Provided records =>
_ _ _ _

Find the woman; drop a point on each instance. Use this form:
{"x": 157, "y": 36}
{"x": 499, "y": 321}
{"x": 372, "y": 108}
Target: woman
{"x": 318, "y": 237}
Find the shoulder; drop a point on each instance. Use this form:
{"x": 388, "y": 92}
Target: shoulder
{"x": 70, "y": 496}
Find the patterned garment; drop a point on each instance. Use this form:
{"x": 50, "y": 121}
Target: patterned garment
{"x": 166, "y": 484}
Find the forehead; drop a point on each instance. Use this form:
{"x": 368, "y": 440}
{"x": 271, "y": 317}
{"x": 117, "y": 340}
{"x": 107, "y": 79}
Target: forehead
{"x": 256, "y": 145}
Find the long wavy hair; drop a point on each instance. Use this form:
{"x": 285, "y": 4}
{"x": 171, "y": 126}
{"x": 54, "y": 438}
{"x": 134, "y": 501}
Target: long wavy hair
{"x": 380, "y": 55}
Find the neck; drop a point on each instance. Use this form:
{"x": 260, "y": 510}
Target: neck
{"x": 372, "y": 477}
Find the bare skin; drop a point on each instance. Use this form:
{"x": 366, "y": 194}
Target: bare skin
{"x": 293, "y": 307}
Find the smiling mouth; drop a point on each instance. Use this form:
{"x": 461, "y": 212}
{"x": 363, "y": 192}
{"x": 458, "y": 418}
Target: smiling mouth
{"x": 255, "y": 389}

_ _ _ _

The problem =>
Within the listing above, tally the lines holding the word "point". Give the tally only.

Response area =>
8